### [Exercise prompt]
Before you finish, make sure each line of the records has been retyped exactly.

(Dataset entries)
━━━━━━━━━━

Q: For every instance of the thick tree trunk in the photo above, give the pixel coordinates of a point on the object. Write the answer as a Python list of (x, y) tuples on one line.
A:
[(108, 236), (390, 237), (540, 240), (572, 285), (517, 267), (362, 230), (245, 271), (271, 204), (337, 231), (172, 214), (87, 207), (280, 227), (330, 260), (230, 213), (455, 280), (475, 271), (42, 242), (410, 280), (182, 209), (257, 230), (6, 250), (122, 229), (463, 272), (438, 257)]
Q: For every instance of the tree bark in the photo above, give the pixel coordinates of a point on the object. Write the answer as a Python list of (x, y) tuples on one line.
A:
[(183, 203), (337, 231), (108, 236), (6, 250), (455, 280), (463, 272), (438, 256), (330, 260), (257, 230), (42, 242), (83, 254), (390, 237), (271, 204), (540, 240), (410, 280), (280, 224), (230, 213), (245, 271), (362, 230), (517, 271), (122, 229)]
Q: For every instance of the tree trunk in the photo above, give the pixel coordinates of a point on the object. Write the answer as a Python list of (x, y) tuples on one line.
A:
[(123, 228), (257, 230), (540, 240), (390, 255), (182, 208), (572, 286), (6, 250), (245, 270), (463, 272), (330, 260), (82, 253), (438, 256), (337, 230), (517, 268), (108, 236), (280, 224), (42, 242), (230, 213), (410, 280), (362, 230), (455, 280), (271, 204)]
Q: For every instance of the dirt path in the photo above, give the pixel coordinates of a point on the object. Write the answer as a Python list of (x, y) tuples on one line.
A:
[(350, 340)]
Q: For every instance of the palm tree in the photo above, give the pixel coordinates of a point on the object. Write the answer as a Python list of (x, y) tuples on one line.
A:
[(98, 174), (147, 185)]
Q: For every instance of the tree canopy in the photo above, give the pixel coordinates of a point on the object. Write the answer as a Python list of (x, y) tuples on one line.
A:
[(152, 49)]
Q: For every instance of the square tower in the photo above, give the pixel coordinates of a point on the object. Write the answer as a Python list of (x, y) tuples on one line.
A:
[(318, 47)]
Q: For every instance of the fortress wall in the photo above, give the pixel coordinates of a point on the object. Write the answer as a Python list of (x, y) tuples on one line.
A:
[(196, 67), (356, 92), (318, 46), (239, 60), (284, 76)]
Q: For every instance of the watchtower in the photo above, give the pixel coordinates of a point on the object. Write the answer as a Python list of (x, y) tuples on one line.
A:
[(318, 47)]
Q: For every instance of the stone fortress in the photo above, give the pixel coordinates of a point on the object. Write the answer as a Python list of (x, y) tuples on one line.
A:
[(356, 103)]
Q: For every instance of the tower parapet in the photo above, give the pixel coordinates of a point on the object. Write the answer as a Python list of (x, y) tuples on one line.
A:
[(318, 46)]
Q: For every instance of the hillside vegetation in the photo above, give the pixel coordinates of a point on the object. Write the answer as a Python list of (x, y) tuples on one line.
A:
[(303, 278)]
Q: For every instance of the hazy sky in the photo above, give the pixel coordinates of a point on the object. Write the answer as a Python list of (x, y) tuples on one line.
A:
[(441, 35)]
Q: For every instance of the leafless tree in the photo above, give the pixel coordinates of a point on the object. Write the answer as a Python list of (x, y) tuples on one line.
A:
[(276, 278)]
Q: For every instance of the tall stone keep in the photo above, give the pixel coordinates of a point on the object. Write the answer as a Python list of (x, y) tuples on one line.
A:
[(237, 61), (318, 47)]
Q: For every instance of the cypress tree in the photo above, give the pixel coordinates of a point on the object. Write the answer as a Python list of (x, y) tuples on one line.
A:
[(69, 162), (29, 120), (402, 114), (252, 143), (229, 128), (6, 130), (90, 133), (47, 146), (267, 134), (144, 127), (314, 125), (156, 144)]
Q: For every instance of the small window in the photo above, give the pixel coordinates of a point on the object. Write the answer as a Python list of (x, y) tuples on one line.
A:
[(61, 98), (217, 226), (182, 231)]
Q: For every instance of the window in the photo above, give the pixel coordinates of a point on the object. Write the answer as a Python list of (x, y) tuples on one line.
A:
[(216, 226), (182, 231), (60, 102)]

━━━━━━━━━━

### [Exercise answer]
Q: For every instance of the thick tree trunk in the photo above, give the pixel coordinates of a point on the object. Write the answer as a Python list of (x, y) tuples on one line.
A:
[(108, 236), (390, 237), (540, 240), (572, 285), (517, 267), (362, 230), (245, 271), (271, 204), (337, 231), (172, 214), (87, 207), (280, 227), (330, 260), (230, 213), (455, 280), (475, 271), (42, 242), (410, 280), (182, 209), (257, 230), (6, 250), (122, 229), (463, 272), (438, 257)]
Q: For every instance of the tree bark in the photo above, give the pixel coordinates of a point on the object. Write the answer as a Python list of (x, y) tuples on one line.
A:
[(183, 203), (337, 231), (108, 236), (6, 250), (455, 280), (463, 272), (438, 256), (330, 260), (257, 230), (42, 242), (83, 254), (390, 237), (271, 204), (540, 240), (410, 280), (280, 224), (230, 213), (245, 271), (362, 230), (517, 271), (122, 229)]
Q: For every instance of the tree trunk in the photo above, give the pixel coordinates of a point on the object. Write the answer as a Python list of (x, y) tuples on one line.
A:
[(123, 228), (257, 230), (540, 240), (390, 255), (182, 208), (572, 286), (6, 250), (245, 270), (463, 272), (330, 260), (82, 253), (438, 256), (337, 230), (517, 268), (108, 236), (280, 224), (42, 242), (230, 213), (410, 280), (362, 230), (455, 280), (271, 204)]
Q: For every instance of the dirt path in the photo above, give the pixel coordinates of a point on the object. Write the answer as a Python list of (x, y) tuples on one line.
A:
[(350, 340)]
Q: For every instance of the palm tree in the photo above, give the pixel coordinates of a point on the object. Write the answer as a Python list of (x, y) tuples on one line.
A:
[(98, 174), (147, 185)]
Q: For every instance of the tree canopy in the photo above, give the pixel coordinates of a point on the object. Write the answer as a Python list of (x, y) tuples on one line.
A:
[(152, 49)]
Q: For every instance of the square tower in the photo above, give the pixel coordinates of a point on the object. Write the answer as a Python list of (x, y) tuples on one line.
A:
[(318, 47)]
Q: For every instance of the fortress wall in the photo above, give the pixel coordinates of a point on the object. Write the answer as a Python list of (x, y) tuples on one line.
A:
[(196, 67), (356, 92), (318, 46), (239, 60), (284, 76)]
Q: For every instance of the watchtower in the photo above, give the pixel coordinates of a point on the object. Write the answer as a Python list of (x, y) tuples on one line.
A:
[(318, 47)]
Q: For every instance of the stone fortress in the photo above, give the pixel coordinates of a point on the object. Write the answer as a Python list of (x, y) tuples on one line.
A:
[(356, 103)]
Q: For every instance of the tower parapet in the photo above, give the pixel coordinates of a point on the object. Write the answer as a Python list of (x, y) tuples on one line.
A:
[(318, 46)]
Q: For every instance of the hillside vegetation in the photo above, give the pixel coordinates of a point on the object. Write the answer as a Python list of (x, y) tuples on one line.
A:
[(303, 278)]
Q: For every instance of the hazy sky in the photo above, give the pixel coordinates of a point on the object. Write the answer as a Python list of (x, y) tuples on one line.
A:
[(441, 35)]
Q: For every instance of the leafless tree in the photo above, give the pixel coordinates of a point on the object. Write the answer as a Python list of (x, y) tuples on one line.
A:
[(276, 278)]
Q: For every instance of the tall stone keep in the photo above, give the pixel coordinates of a point on the object. Write the answer as a Python list of (x, y) tuples on one line.
A:
[(237, 61), (318, 47)]
Q: For every instance of the cypress tree in the photo above, give the pixel coordinates of a point on the object. Write the answer as a Python list of (x, y) tuples on one line.
A:
[(69, 162), (29, 120), (402, 114), (252, 143), (229, 128), (6, 130), (90, 133), (47, 146), (267, 134), (144, 127), (314, 125), (156, 144)]
Q: For every instance of the small window in the photo above, give the pixel coordinates of a point on the object. Write the answer as a Python list of (x, y) tuples on one line.
A:
[(61, 98), (217, 226), (182, 231)]
Q: For every instance of the window in the photo above, give the pixel coordinates of a point on the object. Write the answer as a Python list of (x, y) tuples on one line.
A:
[(216, 226), (182, 231), (60, 102)]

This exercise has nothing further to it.